> **INFORMATION SUPPLIED**:
▬▬▬

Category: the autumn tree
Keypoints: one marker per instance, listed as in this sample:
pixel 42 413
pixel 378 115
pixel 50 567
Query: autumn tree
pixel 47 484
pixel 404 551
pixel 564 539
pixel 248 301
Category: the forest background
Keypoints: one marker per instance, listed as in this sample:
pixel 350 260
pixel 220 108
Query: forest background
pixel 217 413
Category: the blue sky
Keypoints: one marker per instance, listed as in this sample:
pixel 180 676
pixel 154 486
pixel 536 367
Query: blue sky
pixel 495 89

▬▬▬

Copy out the material above word for word, keeping every line in its original order.

> **EXERCISE OUTPUT**:
Category: the autumn tree
Keypoints: one marker per instance, listed as in this sample:
pixel 42 413
pixel 378 115
pixel 50 567
Query: autumn tree
pixel 47 484
pixel 404 551
pixel 564 539
pixel 248 301
Category: the forest background
Keypoints: one marker per instance, listed as in this sample:
pixel 350 260
pixel 220 108
Query: forest background
pixel 217 413
Category: the blue sky
Keypoints: one marker per instance, listed as in this sample:
pixel 180 676
pixel 154 486
pixel 536 367
Query: blue sky
pixel 495 89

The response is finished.